• TASK DETAILS
Only the text belongs in the answer: every line of the records below, transcribed exactly.
++++ SUPPLIED DATA ++++
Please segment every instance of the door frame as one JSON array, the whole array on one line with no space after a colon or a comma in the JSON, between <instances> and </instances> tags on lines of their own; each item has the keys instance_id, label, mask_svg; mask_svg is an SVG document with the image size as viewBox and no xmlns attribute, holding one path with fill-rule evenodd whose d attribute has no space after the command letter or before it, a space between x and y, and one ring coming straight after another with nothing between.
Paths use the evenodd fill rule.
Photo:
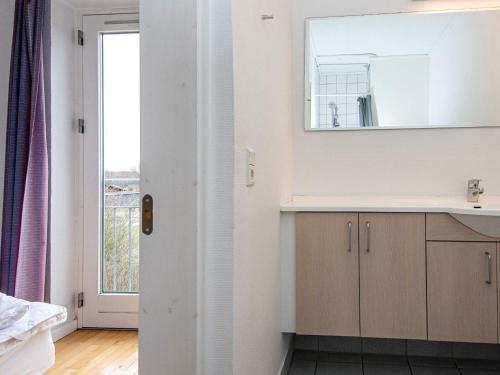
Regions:
<instances>
[{"instance_id":1,"label":"door frame","mask_svg":"<svg viewBox=\"0 0 500 375\"><path fill-rule=\"evenodd\" d=\"M83 260L84 260L84 139L83 134L78 134L78 119L84 118L83 103L83 48L78 44L78 30L83 30L83 17L90 15L135 15L139 14L139 8L135 6L113 7L106 6L84 7L75 10L75 29L73 31L73 41L75 46L75 120L72 124L76 134L75 147L75 169L76 169L76 191L77 215L75 217L75 251L77 254L77 264L75 272L76 290L74 305L76 309L77 328L83 326L83 309L78 307L78 293L83 292Z\"/></svg>"},{"instance_id":2,"label":"door frame","mask_svg":"<svg viewBox=\"0 0 500 375\"><path fill-rule=\"evenodd\" d=\"M142 94L148 94L141 100L141 116L148 115L142 118L141 126L145 129L148 121L156 121L167 127L167 134L179 145L185 146L168 143L174 148L174 157L164 160L162 167L179 173L181 178L165 188L175 191L176 198L182 201L196 200L196 209L184 211L184 206L172 199L155 200L155 209L157 204L165 205L171 213L177 212L179 206L183 208L176 221L168 219L166 212L158 217L155 211L155 230L158 234L166 226L175 233L167 237L170 254L162 254L162 258L170 256L188 264L180 263L181 267L173 271L177 277L169 280L175 280L175 285L162 292L162 299L152 298L150 293L154 291L141 279L141 288L148 290L146 296L142 290L140 300L139 372L231 374L235 156L231 1L143 0L140 18L141 49L145 53L141 69L152 72L159 67L157 75L141 80L145 88ZM158 43L159 36L163 43ZM144 61L156 63L146 66ZM158 85L165 89L160 91ZM176 95L172 94L174 87ZM178 100L179 92L188 103ZM146 99L152 103L143 107ZM177 104L172 111L176 113L161 110L161 105L169 100ZM186 107L194 113L182 116ZM141 160L145 160L142 155ZM148 171L142 168L141 173L147 182ZM151 185L158 184L158 177L154 178L156 182L151 181ZM143 194L150 193L148 184L141 190ZM142 237L141 267L147 262L146 257L151 259L151 254L144 257L144 253L155 249L153 236ZM182 237L186 238L184 244ZM193 270L192 277L186 278L186 269ZM141 272L141 277L144 275ZM180 292L183 286L189 290L187 298L194 310L186 301L171 305L176 293L185 297ZM191 320L178 320L178 327L175 315L181 313L188 314Z\"/></svg>"}]
</instances>

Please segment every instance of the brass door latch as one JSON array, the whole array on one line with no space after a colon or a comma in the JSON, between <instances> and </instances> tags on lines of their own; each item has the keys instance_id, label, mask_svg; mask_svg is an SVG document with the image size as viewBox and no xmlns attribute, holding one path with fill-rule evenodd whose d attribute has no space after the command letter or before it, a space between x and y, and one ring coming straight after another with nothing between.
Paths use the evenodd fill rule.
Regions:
++++
• ANSWER TO THIS TASK
Please segment every instance of the door frame as one JSON array, the whole array on one line with no space after a colon or a comma in the JSON, between <instances> and </instances> tags on lines of their own; each item has the keys instance_id, label, mask_svg; mask_svg is an SVG document with the image size as viewBox and no xmlns attribute, holding one path with fill-rule evenodd whose d attribute has no space after the command letter or before it, a space between x and y, and one ring coming straight after another with nothing between.
Paths use the evenodd fill rule.
Photo:
Regions:
<instances>
[{"instance_id":1,"label":"door frame","mask_svg":"<svg viewBox=\"0 0 500 375\"><path fill-rule=\"evenodd\" d=\"M83 260L84 260L84 139L83 134L78 134L78 119L84 118L83 103L83 48L78 44L78 30L83 30L83 17L90 15L135 15L139 14L139 8L135 6L113 7L106 6L84 7L75 10L75 29L73 31L73 41L75 46L75 120L72 124L76 134L75 147L75 169L76 169L76 191L77 215L75 217L75 251L77 254L77 264L75 272L76 290L74 305L76 309L77 328L83 326L83 309L78 307L78 293L83 292Z\"/></svg>"},{"instance_id":2,"label":"door frame","mask_svg":"<svg viewBox=\"0 0 500 375\"><path fill-rule=\"evenodd\" d=\"M142 94L148 94L141 100L141 116L148 115L142 118L141 126L145 129L148 121L156 121L167 127L167 134L179 145L185 146L168 143L174 148L174 157L164 160L162 167L179 173L181 178L165 188L175 191L176 198L182 201L196 200L196 209L184 211L184 206L172 199L155 200L155 209L157 204L165 205L171 213L177 212L179 206L183 208L176 221L168 219L166 212L158 217L155 211L155 230L158 234L166 226L175 233L167 237L170 254L162 254L162 258L170 256L188 264L180 263L181 267L173 271L177 277L169 280L175 280L175 285L162 292L162 299L152 298L150 293L154 291L141 279L141 288L148 290L146 296L142 290L140 300L139 372L231 374L235 156L231 1L143 0L140 18L141 49L145 53L141 69L152 72L159 67L157 75L141 80L145 88ZM158 43L159 36L163 43ZM144 61L156 63L146 66ZM158 85L165 89L160 91ZM176 95L172 94L174 87ZM178 100L179 92L188 103ZM146 99L152 103L143 107ZM177 104L172 111L176 113L161 110L161 105L169 100ZM186 107L194 113L182 116ZM141 160L145 160L142 155ZM148 171L142 168L141 173L147 182ZM151 185L158 184L158 177L154 178L156 182L151 181ZM143 194L150 193L148 184L141 190ZM142 237L141 267L147 262L146 257L151 259L151 254L144 257L144 253L155 249L153 236ZM182 237L186 238L184 244ZM193 270L192 277L186 278L186 269ZM141 272L141 277L144 275ZM180 292L183 286L189 290L187 298L194 310L186 301L171 305L176 293L185 297ZM191 320L178 320L178 327L175 315L181 313L188 314Z\"/></svg>"}]
</instances>

Please segment every instance of the brass door latch as one JSON array, the whole array on one line with no space after a colon or a comma in the JSON, between <instances> and </instances> tags on lines of their own; each item has the keys instance_id, label, mask_svg; mask_svg is an SVG document with the image size as viewBox and no xmlns attribute, holding one path with fill-rule evenodd whose d attribute has no space after the command letter or before it, a space between x and y, and one ring coming straight after another with nothing between.
Paths use the evenodd fill rule.
Regions:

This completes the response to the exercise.